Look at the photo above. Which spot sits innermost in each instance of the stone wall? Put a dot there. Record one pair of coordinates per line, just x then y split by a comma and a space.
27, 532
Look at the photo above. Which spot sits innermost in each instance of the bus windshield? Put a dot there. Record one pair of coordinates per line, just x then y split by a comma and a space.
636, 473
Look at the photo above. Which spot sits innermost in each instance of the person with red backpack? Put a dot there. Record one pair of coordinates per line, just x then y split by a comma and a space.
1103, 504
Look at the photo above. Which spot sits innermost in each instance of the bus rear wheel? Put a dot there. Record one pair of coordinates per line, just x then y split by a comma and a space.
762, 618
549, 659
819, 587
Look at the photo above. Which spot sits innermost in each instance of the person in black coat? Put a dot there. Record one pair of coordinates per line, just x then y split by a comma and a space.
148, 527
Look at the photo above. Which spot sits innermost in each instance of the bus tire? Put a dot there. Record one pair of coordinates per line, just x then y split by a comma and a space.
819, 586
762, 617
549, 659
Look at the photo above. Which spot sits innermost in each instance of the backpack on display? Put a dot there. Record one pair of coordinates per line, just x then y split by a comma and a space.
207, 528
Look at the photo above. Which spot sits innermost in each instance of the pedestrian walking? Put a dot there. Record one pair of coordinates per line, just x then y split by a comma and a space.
════════
Problem
Reproduce the material in full, with no word added or dropped.

Output
Look at the photo above. Which spot sits innermost in each instance of the stone wall? Put a dot there. Record one pair of coordinates per line, just x then y split by a comma and a space.
27, 532
Look at the photo above. Which spot sits innermost in each instance of the bus windshield? Put a dot there. Record one pair of coordinates per line, just x then y split by a comma and a space.
636, 473
Look at the photo above. Which spot sits innermost in each instance of the person with red backpack? Put a dot there. Record one pair of coordinates per line, just x then y split by a comma and a space.
1103, 504
Look at the photo above. Which spot sits innermost in each instance of the bus rear wheel? Put a dot there. Record one pair of coordinates per line, just x then y split by a comma and a space.
762, 618
549, 659
819, 587
Look at the photo above. Which spot sits innermost in each instance of the person in black coat? Put a dot there. Record one pair of coordinates per line, just x then y split by a comma and a space.
148, 527
Look at the photo above. Which spot sits innermost in each instance of the bus tire? Put a dot there. Record one pair of coordinates per line, just x then y split by a comma and a space.
819, 586
762, 617
549, 659
Look at the photo above. Which spot sits innermost in each instance of the backpack on display? Put a dot there. Record one pair of coordinates per line, just x then y split by a comma and a space.
207, 528
Look at the photo above. Which spot sits innermost in each instance of the pedestrian walking? Put a dot there. Record one pair of coordinates per line, just x then y split by a comma and a space.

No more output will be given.